Recast everything from the line containing "Target — running board." down to the line containing "(1034, 253)" as a Markdown table with the columns Row and Line. Number each line in Row, put its text in Line, and leave out any blank lines.

Records from a collection
..............................
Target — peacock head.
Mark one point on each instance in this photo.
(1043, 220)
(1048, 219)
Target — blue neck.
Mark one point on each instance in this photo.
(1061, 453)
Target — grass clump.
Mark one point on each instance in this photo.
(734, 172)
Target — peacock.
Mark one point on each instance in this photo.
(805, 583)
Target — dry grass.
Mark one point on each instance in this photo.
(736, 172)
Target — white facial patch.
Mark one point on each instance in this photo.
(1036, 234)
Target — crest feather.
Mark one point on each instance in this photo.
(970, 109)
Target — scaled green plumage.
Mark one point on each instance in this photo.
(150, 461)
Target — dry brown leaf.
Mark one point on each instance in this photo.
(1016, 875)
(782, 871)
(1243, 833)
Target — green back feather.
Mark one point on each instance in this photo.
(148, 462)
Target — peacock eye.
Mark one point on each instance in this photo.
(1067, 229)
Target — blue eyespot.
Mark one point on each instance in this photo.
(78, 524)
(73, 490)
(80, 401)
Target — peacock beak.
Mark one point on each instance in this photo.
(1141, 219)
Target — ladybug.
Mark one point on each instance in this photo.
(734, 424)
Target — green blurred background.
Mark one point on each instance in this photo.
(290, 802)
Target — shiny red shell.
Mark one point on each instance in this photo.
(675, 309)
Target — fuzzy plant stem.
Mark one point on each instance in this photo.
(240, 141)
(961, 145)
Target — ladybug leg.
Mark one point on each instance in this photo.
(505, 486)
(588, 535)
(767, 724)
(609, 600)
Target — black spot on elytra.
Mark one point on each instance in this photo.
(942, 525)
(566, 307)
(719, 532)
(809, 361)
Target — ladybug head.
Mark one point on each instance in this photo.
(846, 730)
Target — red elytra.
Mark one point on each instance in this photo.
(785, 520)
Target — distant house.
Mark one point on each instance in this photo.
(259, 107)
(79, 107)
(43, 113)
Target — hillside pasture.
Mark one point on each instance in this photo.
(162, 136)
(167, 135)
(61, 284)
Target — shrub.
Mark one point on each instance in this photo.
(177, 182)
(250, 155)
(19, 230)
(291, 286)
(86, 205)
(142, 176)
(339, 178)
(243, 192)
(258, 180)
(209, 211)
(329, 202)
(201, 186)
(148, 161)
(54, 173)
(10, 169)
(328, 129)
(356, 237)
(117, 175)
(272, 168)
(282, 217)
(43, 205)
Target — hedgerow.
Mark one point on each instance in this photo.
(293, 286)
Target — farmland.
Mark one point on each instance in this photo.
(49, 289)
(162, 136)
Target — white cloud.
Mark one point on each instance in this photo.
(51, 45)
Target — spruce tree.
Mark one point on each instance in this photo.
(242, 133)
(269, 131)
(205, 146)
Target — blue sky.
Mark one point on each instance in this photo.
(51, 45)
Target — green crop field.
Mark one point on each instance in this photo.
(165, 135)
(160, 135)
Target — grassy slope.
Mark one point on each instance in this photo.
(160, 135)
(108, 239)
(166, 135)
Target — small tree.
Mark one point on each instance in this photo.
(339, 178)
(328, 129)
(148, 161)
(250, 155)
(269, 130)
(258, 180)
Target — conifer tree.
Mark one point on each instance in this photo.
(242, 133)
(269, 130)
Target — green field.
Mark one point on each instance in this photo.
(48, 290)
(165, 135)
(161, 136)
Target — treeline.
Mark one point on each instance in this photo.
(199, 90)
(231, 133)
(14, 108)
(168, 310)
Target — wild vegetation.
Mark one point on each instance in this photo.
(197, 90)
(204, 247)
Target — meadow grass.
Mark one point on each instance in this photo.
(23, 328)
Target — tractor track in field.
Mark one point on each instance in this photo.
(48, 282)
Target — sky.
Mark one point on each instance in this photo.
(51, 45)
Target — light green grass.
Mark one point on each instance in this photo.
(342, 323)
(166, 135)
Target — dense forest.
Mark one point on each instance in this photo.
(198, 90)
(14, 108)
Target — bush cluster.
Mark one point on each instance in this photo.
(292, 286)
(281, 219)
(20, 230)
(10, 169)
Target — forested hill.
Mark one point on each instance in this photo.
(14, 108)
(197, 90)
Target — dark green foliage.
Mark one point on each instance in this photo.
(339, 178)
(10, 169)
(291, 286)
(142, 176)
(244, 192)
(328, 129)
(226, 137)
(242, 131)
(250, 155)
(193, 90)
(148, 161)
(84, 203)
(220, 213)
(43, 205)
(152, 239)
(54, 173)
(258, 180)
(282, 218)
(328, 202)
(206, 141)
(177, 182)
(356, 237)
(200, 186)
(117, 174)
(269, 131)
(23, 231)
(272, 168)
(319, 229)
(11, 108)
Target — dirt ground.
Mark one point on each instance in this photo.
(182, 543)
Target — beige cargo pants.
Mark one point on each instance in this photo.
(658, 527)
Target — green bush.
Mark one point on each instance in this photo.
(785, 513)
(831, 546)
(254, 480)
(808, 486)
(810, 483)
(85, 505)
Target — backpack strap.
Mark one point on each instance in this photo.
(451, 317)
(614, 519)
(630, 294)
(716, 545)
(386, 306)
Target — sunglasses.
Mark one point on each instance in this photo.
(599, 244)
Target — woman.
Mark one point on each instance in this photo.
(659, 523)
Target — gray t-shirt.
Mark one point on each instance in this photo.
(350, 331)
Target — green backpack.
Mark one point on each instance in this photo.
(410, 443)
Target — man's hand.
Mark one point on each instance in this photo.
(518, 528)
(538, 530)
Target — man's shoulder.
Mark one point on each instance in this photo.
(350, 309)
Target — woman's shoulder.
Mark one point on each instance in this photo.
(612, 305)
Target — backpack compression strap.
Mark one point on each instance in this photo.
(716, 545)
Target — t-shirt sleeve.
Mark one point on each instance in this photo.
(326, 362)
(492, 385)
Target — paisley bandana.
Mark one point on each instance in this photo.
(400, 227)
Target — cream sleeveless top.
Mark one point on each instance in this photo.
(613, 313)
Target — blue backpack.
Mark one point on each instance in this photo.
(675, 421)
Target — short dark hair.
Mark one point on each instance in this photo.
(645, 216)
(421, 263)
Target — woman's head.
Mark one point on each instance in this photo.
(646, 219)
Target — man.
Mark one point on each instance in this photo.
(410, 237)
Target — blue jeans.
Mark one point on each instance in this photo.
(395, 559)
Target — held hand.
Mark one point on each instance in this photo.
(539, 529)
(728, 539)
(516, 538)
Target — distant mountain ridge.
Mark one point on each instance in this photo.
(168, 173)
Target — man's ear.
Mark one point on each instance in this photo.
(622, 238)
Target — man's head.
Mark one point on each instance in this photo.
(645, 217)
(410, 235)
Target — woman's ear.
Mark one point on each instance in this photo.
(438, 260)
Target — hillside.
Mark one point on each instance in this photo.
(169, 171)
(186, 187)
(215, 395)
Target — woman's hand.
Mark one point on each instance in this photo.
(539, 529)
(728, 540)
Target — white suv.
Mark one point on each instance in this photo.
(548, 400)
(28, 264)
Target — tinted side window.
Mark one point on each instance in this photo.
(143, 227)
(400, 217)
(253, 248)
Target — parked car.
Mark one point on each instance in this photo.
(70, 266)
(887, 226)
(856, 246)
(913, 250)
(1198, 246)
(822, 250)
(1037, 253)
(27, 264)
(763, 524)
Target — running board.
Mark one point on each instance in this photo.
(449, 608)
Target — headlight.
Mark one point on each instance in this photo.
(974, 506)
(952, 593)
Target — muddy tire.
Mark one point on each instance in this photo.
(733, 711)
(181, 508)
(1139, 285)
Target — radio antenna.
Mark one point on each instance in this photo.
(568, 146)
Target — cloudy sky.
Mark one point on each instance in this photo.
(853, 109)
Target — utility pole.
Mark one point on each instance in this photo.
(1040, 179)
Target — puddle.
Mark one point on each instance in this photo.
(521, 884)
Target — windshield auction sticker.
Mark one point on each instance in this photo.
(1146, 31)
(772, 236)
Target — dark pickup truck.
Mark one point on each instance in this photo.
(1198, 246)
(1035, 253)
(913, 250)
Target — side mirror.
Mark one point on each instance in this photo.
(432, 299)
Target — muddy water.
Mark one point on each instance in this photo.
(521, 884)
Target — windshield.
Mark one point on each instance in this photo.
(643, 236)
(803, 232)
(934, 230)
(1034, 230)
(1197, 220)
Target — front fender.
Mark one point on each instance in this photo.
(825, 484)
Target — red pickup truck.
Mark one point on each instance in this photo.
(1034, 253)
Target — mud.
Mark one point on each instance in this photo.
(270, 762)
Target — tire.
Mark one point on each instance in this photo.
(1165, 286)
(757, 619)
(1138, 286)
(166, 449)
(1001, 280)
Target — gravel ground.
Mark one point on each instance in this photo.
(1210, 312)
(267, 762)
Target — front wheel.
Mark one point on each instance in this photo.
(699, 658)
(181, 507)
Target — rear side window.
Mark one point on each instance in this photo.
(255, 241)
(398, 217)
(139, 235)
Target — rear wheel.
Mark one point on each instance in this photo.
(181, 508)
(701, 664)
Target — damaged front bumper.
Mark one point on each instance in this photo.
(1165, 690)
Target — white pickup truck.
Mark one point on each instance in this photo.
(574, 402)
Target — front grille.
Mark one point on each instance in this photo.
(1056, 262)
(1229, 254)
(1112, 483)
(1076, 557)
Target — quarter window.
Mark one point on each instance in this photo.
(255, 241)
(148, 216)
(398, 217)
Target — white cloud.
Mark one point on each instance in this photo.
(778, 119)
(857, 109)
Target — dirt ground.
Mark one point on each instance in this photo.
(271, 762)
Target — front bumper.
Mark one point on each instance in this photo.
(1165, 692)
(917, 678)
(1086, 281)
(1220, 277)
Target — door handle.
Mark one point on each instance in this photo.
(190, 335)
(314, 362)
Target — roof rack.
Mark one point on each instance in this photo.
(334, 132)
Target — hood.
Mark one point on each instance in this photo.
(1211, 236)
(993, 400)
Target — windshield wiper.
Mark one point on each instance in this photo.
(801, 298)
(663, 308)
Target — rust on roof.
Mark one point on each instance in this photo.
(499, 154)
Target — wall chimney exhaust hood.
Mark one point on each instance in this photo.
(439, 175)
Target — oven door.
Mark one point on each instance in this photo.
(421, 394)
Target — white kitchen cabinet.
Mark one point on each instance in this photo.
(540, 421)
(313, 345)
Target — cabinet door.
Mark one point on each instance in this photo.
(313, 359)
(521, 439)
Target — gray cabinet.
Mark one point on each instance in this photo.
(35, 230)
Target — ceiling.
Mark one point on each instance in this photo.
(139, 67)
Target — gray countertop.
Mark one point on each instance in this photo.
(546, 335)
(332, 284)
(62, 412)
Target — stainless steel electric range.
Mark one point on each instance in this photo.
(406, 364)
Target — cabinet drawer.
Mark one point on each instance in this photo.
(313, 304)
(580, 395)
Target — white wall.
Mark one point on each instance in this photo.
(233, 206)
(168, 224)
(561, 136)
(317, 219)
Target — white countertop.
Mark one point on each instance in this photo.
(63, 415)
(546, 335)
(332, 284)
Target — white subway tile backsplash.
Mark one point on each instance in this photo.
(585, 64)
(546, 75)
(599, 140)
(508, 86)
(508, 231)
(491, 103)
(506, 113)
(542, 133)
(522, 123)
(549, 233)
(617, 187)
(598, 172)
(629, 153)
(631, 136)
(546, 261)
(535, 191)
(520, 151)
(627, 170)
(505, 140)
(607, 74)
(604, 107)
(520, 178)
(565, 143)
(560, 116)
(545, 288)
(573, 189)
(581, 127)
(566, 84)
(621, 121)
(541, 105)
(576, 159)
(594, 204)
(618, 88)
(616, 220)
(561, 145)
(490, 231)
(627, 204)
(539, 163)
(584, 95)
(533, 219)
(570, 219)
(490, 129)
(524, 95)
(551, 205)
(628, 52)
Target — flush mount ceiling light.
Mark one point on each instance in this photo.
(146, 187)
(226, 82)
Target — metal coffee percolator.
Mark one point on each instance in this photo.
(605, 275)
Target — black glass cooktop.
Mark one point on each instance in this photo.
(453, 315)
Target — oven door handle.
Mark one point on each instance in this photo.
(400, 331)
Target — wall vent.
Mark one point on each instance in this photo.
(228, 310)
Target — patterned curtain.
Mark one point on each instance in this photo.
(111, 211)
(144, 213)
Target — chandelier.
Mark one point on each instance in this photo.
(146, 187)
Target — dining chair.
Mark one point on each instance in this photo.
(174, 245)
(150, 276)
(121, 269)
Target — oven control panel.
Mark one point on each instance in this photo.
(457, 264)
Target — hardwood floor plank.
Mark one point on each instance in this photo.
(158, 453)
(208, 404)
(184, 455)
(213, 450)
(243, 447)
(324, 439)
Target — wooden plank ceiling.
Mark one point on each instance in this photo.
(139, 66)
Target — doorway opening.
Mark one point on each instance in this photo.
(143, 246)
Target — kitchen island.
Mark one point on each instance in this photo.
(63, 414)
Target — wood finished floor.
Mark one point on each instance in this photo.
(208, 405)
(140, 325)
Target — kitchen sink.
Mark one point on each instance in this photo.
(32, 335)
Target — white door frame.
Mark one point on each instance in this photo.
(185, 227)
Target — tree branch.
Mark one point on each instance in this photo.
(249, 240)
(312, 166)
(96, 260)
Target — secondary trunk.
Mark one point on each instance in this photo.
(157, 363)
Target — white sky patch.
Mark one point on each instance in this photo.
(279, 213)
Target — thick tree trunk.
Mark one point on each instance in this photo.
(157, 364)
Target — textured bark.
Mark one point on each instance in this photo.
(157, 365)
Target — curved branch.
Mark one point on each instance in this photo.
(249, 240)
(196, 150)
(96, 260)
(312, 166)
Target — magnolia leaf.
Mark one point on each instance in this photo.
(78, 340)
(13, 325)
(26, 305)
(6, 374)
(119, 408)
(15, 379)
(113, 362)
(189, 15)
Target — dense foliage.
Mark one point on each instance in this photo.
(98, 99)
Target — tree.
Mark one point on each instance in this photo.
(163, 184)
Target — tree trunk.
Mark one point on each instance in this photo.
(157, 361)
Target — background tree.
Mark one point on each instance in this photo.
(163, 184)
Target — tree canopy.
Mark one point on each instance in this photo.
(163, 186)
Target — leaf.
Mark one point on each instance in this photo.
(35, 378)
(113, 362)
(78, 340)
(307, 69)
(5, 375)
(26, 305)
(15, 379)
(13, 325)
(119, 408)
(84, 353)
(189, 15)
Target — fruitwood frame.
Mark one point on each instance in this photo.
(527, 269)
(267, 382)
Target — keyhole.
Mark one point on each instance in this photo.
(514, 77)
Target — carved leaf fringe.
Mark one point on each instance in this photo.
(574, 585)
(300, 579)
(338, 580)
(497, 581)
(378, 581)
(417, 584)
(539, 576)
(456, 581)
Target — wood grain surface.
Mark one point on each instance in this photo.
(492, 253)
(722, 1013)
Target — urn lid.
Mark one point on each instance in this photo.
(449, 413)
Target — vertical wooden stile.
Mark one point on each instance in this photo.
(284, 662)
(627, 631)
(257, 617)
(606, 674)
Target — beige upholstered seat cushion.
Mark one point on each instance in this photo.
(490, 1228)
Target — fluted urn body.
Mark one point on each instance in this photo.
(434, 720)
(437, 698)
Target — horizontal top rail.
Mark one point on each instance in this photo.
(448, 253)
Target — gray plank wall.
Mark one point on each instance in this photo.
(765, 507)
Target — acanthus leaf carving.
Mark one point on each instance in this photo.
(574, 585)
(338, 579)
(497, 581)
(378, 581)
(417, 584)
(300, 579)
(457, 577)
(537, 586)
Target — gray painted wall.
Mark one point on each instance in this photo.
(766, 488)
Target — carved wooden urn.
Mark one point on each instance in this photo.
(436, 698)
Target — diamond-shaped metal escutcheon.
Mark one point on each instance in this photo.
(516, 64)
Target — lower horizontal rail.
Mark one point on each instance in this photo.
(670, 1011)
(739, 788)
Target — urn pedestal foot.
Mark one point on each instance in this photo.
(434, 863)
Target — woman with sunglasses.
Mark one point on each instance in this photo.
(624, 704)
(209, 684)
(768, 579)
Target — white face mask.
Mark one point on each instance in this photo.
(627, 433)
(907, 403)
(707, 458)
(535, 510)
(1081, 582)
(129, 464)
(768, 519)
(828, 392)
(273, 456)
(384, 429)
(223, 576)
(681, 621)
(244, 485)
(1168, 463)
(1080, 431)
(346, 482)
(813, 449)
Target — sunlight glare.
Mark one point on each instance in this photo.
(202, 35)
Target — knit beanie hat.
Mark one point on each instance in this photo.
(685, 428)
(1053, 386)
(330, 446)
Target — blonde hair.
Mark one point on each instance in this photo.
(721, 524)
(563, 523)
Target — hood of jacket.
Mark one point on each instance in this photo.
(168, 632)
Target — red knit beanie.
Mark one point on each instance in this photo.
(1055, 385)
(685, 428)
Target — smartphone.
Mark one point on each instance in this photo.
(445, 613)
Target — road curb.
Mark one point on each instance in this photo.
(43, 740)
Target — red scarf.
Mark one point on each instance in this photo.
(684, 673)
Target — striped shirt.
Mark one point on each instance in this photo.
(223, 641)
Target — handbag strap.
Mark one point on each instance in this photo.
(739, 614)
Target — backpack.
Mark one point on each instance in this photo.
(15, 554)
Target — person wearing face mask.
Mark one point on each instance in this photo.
..............................
- [Task response]:
| Row | Line |
|---|---|
| 1 | Target — running board. |
| 2 | Mark one point on each instance in this photo. |
| 3 | (449, 608) |
| 4 | Target — headlight. |
| 5 | Mark one point on each instance in this photo. |
| 6 | (974, 506) |
| 7 | (952, 593) |
| 8 | Target — muddy tire. |
| 9 | Mark one point on each instance in this photo. |
| 10 | (733, 711) |
| 11 | (181, 508) |
| 12 | (1139, 285) |
| 13 | Target — radio antenna. |
| 14 | Mark one point on each instance in this photo. |
| 15 | (568, 146) |
| 16 | Target — cloudy sky. |
| 17 | Mark one point on each instance in this photo. |
| 18 | (853, 109) |
| 19 | Target — utility pole. |
| 20 | Mark one point on each instance in this photo. |
| 21 | (1040, 179) |
| 22 | Target — puddle. |
| 23 | Mark one point on each instance in this photo. |
| 24 | (521, 884) |
| 25 | Target — windshield auction sticker. |
| 26 | Mark one point on each instance in this photo. |
| 27 | (1146, 31) |
| 28 | (772, 236) |
| 29 | Target — dark pickup truck. |
| 30 | Mark one point on each instance in this photo. |
| 31 | (1198, 246) |
| 32 | (1035, 253) |
| 33 | (913, 250) |
| 34 | Target — side mirror. |
| 35 | Mark one point on each instance in this photo. |
| 36 | (432, 299) |
| 37 | Target — muddy water. |
| 38 | Mark one point on each instance in this photo. |
| 39 | (521, 884) |
| 40 | Target — windshield. |
| 41 | Mark one point on each instance in this photo. |
| 42 | (643, 236) |
| 43 | (803, 232) |
| 44 | (934, 230) |
| 45 | (1034, 230) |
| 46 | (1197, 220) |
| 47 | Target — front fender. |
| 48 | Mark one point on each instance in this photo. |
| 49 | (825, 484) |
| 50 | Target — red pickup truck. |
| 51 | Mark one point on each instance in this photo. |
| 52 | (1034, 253) |